(Dataset entries)
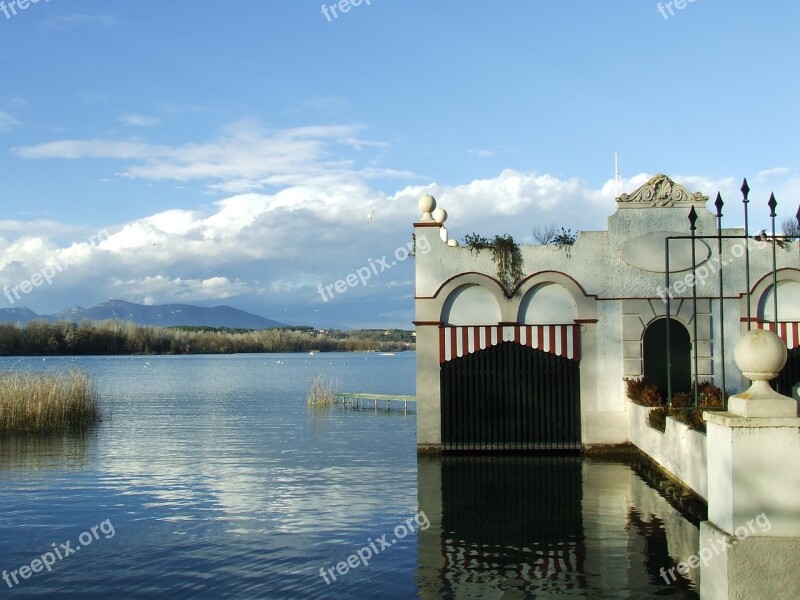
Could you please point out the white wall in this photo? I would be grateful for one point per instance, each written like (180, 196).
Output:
(680, 450)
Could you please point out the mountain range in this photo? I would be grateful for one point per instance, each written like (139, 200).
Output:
(164, 315)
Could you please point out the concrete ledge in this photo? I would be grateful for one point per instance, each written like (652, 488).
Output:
(680, 450)
(733, 420)
(620, 449)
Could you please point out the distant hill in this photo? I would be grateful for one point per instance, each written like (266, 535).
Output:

*AIM OF THE EXERCISE*: Nothing from before the line containing "Could you please point out the mountain" should appear; copy that line and each one after it through the last line of the entries, exactly.

*RESULT FOR THIS EXERCISE*:
Could you please point out the mountain range in this photo? I would be grateful for one point per instance, each written like (139, 200).
Output:
(164, 315)
Could you please point out the concrete ledge in this photo? I would be grateful for one point per instance, each written like (652, 488).
Output:
(680, 450)
(733, 420)
(620, 449)
Could you please point out the distant hill in this photo? I would be grateful for one point per instance, each written like (266, 535).
Output:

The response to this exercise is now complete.